Ratzsch points out that the search for extraterrestrial intelligence is based on a gaps-argument premise: If it could be shown that a signal from outer space could not possibly — or at least could not rationally or reasonably — be the product of natural law or chance, it would be legitimate to conclude that it was designed by an alien intelligence.
One might then ask, If it could be shown that life could not possibly — or at least could not rationally or reasonably — have spontaneously generated from non-living matter through natural law or chance, wouldn’t it, by the same logic, be legitimate to conclude that it was designed by an intelligence?
Note Ratzsch’s point in the last quoted paragraph. If, in the SETI case, it turned out that a long series of prime numbers were detected in a signal from outer space, and the gap-argument logic were disallowed, one might enter into a long series of just-so naturalistic stories to explain away the prime numbers and never arrive at the truth, which is that ETs actually do exist.
Ratzsch also points out in the interview that, although materialistic science has filled many gaps in our understanding, there is no guarantee that it can do so in every case. He notes that the gap presented by cosmological fine-tuning gets increasingly bigger the more we learn.
As a final comment, note that in mathematics there is an analog of gap-argument logic, and it’s called proof by contradiction. Since we’re on the subject of prime numbers, here’s an example of how it works:
I might not be able to directly prove that there are infinitely many prime numbers, but what if I could prove that there could not possibly be a largest prime number? Let’s assume that there is a finite number of primes and that P is the biggest one. Multiply all the prime numbers less than or equal to P together, and then add 1. We’ll call this number N. N is not divisible by any prime less than or equal to P, because when you divide N by any of those primes you’ll always get a remainder of 1. N is therefore either prime, or it is divisible by a prime bigger than P. In either case, P is not the biggest prime, and there cannot possibly be such a thing.
We’ve just found a gap that can only be filled by an infinitude of prime numbers.

[Source data]

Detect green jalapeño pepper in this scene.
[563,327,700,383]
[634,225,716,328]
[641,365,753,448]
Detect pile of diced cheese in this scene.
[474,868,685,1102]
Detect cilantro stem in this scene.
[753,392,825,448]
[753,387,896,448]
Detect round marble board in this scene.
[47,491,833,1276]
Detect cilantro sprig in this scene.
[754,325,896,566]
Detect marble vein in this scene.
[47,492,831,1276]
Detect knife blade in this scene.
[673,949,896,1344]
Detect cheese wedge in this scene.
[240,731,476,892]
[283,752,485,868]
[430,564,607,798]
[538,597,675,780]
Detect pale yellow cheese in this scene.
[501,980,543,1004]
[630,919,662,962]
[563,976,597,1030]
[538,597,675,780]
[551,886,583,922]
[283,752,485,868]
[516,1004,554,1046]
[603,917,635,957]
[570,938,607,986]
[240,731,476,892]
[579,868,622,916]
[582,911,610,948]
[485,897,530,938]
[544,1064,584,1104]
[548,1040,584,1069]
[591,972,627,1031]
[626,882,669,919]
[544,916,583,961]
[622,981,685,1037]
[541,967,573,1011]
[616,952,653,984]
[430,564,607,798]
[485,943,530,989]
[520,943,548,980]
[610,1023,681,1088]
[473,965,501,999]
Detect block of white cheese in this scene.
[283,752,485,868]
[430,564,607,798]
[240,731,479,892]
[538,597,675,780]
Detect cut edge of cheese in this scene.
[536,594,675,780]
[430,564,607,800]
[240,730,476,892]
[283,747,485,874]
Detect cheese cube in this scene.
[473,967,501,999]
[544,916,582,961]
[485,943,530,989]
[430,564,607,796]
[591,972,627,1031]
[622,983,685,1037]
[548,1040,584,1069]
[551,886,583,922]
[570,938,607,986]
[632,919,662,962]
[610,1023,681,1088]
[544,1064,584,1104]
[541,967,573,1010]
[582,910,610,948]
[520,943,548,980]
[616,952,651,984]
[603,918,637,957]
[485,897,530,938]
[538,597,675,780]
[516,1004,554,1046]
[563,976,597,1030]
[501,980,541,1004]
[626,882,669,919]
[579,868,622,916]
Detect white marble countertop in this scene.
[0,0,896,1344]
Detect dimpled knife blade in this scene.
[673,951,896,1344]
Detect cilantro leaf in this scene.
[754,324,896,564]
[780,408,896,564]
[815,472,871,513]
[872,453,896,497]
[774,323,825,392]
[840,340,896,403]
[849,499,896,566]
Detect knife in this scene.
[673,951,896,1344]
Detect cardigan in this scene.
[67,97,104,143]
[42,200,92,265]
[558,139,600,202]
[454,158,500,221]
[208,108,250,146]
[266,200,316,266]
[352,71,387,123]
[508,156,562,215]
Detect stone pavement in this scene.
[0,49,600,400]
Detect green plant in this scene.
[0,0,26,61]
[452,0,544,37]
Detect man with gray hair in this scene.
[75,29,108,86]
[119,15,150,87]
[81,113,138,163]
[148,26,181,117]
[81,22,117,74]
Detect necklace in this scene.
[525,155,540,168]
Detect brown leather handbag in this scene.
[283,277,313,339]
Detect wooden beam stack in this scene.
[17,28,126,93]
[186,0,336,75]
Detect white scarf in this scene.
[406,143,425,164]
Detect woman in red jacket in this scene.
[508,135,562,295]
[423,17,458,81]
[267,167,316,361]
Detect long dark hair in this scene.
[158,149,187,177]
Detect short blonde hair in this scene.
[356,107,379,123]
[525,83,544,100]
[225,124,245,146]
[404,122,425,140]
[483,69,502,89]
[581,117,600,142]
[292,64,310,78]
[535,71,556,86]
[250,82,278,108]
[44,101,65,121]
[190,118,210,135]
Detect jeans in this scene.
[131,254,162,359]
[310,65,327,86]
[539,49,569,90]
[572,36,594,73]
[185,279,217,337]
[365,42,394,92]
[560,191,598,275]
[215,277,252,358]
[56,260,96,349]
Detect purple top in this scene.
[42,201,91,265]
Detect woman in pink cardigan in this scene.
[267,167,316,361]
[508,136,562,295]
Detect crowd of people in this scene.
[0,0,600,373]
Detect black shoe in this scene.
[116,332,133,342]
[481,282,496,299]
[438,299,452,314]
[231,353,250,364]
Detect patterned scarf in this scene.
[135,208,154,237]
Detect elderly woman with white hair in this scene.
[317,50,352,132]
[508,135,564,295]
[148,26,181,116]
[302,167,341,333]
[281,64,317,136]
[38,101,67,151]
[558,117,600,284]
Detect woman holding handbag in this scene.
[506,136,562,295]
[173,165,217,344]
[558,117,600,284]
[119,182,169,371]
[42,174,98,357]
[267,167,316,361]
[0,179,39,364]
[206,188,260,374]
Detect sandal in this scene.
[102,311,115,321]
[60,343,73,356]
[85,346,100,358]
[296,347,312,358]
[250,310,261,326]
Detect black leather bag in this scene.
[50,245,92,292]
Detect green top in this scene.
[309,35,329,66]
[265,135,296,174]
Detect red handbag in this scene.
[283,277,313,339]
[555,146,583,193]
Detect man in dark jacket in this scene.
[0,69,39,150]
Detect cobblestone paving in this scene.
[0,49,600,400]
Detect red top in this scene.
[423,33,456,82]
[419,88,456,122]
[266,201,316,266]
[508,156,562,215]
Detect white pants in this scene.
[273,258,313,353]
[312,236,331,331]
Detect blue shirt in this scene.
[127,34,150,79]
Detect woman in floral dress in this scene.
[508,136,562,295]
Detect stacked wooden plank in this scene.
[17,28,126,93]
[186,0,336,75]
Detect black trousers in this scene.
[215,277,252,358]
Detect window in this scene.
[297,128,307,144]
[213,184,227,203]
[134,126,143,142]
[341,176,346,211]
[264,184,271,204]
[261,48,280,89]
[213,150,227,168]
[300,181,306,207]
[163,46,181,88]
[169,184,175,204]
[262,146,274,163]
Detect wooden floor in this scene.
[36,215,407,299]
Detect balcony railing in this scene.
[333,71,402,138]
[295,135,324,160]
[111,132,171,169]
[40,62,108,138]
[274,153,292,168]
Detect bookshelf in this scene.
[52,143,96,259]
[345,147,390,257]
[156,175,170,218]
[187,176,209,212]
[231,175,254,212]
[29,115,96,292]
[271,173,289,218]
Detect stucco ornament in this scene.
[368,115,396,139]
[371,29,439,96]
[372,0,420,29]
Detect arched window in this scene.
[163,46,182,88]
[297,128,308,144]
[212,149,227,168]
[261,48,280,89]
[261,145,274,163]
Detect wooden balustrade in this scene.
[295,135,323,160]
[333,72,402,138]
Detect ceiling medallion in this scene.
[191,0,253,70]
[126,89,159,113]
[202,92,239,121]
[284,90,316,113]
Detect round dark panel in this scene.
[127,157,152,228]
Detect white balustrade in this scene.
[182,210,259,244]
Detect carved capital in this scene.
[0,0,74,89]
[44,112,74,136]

* _Exercise goal_:
Answer these questions from the passage on gap arguments:
(a) According to Ratzsch, what happens to the gap presented by cosmological fine-tuning the more we learn?
(b) What name does the passage give to the mathematical analog of gap-argument logic?
(c) In the prime number example, how is the number N formed?
Rely only on the passage on gap arguments, not on the entries.

* _Correct result_:
(a) It gets increasingly bigger.
(b) Proof by contradiction.
(c) All the prime numbers less than or equal to P are multiplied together, and then 1 is added.